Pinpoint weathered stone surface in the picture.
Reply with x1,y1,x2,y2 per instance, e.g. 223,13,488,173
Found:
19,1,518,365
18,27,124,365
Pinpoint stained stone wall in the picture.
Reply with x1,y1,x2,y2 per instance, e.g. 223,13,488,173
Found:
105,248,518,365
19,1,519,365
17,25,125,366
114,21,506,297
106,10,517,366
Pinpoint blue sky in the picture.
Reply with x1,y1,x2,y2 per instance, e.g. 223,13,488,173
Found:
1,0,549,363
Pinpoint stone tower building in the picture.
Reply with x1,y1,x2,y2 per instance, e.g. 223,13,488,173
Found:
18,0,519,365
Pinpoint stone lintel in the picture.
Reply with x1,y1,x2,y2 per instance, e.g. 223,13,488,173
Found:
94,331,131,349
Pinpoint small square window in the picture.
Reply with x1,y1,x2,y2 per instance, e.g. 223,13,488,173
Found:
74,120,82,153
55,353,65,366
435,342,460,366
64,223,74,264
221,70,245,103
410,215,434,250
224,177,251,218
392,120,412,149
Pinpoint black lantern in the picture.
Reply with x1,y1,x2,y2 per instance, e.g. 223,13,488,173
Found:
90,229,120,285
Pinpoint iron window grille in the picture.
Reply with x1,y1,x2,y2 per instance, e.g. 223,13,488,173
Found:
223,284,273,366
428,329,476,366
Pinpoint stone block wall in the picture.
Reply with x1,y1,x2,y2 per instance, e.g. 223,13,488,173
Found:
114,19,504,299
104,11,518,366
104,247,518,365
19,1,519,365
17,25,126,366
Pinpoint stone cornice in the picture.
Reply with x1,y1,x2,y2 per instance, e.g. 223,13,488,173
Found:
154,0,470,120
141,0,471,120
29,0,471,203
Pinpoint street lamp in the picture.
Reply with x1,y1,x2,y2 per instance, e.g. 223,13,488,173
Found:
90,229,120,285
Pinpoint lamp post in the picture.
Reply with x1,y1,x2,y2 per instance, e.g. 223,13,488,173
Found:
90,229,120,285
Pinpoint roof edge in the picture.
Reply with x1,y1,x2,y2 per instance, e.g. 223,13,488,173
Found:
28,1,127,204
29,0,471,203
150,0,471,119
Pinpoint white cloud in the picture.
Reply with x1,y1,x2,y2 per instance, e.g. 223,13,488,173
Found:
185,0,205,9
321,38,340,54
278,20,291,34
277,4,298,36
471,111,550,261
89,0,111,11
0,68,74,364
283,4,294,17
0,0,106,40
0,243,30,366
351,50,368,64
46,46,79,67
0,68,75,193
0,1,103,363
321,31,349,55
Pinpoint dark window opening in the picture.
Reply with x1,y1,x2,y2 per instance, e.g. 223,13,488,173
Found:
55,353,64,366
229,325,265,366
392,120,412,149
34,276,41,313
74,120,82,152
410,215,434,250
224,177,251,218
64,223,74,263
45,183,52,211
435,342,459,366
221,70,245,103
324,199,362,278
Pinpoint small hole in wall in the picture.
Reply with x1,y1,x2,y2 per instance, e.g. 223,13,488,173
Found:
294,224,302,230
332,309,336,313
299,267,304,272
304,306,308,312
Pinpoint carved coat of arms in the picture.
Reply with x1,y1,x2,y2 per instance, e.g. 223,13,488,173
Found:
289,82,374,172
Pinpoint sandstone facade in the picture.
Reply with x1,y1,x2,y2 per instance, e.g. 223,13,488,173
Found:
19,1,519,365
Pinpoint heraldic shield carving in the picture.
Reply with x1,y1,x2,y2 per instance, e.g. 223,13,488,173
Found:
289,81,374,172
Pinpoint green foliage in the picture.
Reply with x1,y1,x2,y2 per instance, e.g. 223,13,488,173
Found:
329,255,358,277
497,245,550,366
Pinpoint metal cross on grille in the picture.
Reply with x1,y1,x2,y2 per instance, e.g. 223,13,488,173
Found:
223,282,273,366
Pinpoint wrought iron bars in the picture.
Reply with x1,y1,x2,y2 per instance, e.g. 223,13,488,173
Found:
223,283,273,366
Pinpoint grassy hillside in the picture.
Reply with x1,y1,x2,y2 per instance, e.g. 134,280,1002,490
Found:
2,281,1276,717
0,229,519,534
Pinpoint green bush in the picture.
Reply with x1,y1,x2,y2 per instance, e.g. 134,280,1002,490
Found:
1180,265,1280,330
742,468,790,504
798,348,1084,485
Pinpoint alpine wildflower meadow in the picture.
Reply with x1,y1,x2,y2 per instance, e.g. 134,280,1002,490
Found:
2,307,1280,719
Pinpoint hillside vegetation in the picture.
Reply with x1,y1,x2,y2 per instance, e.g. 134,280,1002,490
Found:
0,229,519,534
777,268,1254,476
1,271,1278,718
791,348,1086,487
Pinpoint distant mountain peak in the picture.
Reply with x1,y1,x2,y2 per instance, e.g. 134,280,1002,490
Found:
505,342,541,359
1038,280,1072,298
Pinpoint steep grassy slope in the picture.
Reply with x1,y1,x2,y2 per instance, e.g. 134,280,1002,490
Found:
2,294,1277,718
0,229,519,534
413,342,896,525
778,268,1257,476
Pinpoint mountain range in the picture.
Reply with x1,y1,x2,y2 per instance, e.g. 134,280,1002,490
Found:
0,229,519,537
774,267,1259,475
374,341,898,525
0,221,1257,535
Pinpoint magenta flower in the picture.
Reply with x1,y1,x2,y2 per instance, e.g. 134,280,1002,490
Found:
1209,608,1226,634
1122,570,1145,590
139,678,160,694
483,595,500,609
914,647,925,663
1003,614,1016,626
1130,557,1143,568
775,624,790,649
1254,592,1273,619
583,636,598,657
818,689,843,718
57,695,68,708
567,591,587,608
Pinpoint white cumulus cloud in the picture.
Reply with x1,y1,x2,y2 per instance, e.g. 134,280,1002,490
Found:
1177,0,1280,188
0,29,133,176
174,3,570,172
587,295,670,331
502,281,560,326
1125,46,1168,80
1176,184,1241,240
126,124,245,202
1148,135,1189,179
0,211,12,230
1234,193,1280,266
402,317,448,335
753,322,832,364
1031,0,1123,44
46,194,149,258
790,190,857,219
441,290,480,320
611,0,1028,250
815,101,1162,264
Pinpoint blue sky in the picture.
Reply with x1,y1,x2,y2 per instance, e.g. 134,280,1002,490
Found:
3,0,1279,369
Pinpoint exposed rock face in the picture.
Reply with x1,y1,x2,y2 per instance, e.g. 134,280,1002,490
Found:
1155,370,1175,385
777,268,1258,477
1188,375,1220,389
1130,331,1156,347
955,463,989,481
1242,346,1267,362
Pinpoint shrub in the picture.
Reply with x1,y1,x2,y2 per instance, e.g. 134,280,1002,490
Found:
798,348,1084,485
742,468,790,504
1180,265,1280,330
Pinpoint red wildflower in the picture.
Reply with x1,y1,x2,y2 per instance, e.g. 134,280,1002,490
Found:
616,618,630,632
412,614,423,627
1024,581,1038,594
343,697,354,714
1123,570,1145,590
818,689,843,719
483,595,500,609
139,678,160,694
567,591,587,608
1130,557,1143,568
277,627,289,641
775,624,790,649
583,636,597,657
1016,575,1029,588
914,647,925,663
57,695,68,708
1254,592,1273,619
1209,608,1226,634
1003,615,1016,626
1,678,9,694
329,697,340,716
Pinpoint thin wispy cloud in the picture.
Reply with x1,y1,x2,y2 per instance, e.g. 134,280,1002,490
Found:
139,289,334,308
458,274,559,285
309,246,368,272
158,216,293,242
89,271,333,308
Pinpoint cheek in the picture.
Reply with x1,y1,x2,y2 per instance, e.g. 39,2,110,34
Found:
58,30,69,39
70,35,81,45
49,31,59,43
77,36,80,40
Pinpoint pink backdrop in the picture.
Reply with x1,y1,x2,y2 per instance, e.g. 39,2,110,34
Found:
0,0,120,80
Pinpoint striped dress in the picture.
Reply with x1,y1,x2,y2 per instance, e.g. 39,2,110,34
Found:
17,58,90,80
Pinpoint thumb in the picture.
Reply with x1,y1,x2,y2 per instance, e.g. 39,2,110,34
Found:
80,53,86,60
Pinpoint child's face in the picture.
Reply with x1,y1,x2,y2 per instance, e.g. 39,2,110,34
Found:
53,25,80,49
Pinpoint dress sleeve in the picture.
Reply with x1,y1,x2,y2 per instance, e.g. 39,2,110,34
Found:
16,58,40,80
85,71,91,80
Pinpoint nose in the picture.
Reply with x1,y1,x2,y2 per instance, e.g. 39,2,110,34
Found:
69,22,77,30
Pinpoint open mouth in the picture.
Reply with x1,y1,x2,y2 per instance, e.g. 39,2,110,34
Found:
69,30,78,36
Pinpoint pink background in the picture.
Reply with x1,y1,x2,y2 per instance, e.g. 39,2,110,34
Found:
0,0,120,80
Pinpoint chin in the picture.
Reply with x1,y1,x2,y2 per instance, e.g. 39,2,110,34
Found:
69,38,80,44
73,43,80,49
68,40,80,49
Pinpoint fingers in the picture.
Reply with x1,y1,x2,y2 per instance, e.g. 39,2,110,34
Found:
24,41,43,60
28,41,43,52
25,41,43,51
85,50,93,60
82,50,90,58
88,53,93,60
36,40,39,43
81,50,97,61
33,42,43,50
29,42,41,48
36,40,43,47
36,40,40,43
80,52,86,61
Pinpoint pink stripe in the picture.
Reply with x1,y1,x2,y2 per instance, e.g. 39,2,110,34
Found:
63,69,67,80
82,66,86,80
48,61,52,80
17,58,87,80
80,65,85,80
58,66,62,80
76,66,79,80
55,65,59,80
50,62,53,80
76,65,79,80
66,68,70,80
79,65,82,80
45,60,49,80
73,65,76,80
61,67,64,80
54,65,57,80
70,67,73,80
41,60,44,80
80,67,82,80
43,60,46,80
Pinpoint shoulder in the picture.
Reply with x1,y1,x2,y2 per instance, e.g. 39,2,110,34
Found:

--

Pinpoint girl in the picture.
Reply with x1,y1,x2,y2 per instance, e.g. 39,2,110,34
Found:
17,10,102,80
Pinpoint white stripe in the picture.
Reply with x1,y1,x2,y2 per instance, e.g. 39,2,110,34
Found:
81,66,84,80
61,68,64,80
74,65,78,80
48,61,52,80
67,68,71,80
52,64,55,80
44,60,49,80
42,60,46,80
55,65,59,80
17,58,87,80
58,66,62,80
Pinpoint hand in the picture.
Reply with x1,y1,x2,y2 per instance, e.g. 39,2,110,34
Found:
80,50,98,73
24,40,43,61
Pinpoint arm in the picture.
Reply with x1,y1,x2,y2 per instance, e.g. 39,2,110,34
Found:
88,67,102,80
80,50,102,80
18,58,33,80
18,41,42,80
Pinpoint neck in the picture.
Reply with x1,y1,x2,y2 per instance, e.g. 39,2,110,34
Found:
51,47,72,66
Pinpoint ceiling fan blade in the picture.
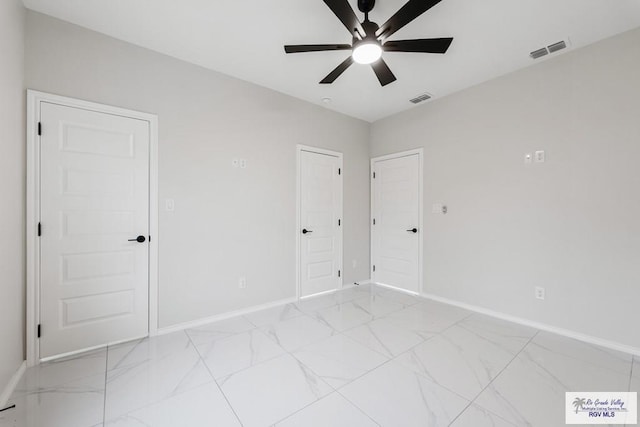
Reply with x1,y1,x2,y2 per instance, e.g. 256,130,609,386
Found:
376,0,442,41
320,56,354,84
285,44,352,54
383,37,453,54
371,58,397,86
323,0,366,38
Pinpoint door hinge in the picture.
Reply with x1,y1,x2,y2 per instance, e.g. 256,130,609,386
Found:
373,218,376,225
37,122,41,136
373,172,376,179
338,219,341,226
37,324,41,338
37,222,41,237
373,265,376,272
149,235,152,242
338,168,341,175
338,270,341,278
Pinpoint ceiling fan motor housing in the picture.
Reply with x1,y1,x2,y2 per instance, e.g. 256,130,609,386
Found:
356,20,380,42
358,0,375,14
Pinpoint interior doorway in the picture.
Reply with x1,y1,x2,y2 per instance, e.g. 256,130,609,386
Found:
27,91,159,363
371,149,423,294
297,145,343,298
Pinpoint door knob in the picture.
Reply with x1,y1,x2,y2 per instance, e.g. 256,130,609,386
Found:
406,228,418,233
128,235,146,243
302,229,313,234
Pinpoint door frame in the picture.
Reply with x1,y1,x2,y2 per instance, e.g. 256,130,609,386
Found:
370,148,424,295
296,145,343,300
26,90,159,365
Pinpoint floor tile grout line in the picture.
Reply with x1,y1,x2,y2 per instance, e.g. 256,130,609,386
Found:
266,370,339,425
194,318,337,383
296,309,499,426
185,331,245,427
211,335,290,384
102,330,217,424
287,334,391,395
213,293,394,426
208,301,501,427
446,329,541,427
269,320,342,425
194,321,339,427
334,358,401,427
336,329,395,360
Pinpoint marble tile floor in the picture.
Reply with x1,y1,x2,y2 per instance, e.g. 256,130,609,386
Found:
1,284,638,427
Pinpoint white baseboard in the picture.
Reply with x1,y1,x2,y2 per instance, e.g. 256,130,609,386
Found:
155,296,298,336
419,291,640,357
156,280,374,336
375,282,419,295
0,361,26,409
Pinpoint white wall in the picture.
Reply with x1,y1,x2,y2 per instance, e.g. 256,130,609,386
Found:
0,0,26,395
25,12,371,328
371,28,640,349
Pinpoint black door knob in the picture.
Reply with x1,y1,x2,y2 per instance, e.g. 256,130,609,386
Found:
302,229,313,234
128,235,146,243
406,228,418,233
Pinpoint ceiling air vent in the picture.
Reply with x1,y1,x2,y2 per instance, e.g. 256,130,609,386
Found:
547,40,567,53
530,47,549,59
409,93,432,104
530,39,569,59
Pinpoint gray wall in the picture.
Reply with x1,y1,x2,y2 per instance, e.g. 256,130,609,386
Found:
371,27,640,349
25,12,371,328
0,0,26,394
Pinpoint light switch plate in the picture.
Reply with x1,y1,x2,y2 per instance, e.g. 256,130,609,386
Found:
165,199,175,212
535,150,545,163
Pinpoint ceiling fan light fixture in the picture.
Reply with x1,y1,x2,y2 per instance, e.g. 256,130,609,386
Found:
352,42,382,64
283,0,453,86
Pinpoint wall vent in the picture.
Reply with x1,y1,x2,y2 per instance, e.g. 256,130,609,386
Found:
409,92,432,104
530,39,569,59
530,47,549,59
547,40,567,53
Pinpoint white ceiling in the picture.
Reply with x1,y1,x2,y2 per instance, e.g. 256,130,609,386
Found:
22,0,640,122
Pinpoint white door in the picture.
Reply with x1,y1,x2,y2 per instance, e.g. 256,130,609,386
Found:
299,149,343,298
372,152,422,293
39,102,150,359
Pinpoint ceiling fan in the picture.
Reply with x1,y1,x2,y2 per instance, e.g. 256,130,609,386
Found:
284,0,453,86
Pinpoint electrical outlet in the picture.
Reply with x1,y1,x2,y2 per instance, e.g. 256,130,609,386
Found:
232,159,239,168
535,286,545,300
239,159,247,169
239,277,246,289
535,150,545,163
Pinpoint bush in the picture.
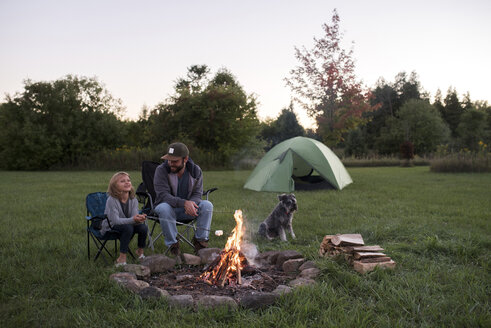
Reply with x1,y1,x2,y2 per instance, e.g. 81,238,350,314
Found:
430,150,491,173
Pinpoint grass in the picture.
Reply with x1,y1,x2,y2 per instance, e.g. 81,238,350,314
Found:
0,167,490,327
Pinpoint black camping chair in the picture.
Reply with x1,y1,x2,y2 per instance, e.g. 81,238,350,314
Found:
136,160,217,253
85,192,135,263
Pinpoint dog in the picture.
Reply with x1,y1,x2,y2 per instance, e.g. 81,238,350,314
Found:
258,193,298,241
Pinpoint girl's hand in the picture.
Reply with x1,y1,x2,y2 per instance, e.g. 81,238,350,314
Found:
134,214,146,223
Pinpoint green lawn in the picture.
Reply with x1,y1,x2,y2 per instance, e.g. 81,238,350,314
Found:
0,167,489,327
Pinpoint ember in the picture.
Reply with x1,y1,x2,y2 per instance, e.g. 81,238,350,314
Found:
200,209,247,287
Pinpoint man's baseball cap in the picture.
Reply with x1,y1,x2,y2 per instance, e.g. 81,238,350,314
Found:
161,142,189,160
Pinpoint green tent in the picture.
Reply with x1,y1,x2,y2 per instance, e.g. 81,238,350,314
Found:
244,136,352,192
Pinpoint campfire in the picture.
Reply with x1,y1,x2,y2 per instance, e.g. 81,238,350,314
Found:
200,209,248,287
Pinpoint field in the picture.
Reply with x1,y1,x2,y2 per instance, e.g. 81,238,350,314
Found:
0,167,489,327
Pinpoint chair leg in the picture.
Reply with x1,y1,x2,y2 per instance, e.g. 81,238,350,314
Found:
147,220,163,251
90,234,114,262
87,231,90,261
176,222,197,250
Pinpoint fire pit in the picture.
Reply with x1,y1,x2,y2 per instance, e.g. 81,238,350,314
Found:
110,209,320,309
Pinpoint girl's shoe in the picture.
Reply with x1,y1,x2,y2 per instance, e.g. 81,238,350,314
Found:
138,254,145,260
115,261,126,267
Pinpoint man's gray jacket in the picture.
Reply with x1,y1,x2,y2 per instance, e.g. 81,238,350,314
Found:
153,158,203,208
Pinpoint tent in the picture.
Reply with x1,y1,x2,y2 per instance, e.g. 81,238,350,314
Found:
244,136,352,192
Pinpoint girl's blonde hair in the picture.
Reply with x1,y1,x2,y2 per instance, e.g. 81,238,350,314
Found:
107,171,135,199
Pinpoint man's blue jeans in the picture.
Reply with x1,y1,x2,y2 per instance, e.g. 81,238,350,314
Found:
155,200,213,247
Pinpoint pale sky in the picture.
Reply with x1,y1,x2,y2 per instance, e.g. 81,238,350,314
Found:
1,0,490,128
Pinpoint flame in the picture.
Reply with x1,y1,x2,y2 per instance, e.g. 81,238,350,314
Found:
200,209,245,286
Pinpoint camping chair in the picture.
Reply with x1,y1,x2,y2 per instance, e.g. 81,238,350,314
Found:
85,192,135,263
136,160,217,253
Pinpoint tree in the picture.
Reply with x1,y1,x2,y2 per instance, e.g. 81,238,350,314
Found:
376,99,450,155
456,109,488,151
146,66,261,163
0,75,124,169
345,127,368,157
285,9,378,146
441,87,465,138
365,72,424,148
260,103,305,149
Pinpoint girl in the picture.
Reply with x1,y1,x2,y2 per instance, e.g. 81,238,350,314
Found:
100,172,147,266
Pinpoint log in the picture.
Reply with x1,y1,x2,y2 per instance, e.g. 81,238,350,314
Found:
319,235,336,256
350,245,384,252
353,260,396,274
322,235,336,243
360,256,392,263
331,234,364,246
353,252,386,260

...

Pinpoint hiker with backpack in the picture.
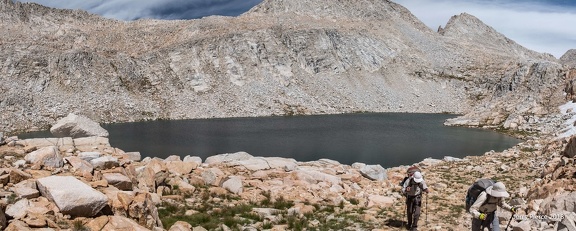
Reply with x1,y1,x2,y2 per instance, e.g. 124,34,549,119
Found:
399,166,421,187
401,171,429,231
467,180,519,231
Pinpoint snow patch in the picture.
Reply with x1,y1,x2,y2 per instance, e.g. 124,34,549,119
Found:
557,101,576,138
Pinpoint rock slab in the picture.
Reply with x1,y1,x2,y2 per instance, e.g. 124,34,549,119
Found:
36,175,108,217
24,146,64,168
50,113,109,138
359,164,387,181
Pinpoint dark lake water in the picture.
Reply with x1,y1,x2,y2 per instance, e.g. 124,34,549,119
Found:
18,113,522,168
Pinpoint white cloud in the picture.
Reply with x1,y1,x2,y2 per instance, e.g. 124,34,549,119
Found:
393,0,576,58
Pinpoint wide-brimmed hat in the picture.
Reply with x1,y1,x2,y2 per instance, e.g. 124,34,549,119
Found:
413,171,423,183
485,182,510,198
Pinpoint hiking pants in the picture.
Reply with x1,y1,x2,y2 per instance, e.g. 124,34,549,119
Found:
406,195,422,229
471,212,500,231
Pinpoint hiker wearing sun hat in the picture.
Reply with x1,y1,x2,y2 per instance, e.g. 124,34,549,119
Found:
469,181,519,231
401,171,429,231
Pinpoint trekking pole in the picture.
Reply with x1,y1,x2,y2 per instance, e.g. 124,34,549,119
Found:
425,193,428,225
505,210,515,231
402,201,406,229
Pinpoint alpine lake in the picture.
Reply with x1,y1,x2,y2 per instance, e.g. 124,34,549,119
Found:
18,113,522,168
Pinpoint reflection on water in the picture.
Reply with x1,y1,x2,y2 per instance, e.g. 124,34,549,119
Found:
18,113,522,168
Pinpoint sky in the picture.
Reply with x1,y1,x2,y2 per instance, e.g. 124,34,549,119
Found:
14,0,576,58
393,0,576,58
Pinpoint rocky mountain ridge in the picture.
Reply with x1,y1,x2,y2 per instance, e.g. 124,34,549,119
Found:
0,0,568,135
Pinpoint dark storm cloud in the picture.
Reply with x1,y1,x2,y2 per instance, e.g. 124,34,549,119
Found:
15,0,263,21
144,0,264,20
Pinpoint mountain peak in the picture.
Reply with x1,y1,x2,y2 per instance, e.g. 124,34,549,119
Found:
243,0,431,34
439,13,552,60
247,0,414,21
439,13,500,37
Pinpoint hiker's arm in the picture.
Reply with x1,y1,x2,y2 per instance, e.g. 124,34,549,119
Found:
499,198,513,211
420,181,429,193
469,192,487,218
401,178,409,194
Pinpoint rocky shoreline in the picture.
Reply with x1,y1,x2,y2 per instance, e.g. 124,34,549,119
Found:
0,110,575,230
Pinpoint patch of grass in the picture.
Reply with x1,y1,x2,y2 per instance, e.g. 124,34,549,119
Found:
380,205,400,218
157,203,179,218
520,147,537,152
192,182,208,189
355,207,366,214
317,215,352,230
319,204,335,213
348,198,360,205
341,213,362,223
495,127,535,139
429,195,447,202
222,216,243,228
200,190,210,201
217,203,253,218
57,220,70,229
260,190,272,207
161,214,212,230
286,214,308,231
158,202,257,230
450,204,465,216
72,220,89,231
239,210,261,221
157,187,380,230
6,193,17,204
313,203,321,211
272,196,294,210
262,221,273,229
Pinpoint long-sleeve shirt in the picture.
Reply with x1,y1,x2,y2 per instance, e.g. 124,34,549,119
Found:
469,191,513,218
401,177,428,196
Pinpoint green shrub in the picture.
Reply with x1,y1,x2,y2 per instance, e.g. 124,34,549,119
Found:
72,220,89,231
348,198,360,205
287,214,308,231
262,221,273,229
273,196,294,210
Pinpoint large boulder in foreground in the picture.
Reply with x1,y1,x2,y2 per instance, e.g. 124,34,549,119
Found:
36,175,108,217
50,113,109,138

WHAT THE TASK ASKS
When you reach the line holding "Pinpoint weathered stone" in the records above, begin reproducing exactly, stop after the line holding "Pinpoint stone lintel in the picture.", and output nothing else.

EXPECTED OUTPUT
Pinpoint weathered stone surface in the picture.
Reply with x1,y1,x2,y2 per instance, e.g. 223,13,488,173
Found:
19,1,518,365
18,27,124,365
Pinpoint stained stone wall in the picture.
Reply with x1,y1,x2,y2 per instance, e.g. 223,13,488,173
Found:
105,248,518,365
19,1,519,365
17,25,125,366
114,21,506,297
106,10,517,366
Pinpoint blue sky in the picture.
Reply with x1,y1,x2,y2 per instance, e.g. 223,13,488,173
Found:
1,0,549,363
Pinpoint stone tower building in the picture.
Reply with x1,y1,x2,y2 per instance, e.g. 223,13,488,173
Found:
18,0,519,365
Pinpoint stone lintel in the picture.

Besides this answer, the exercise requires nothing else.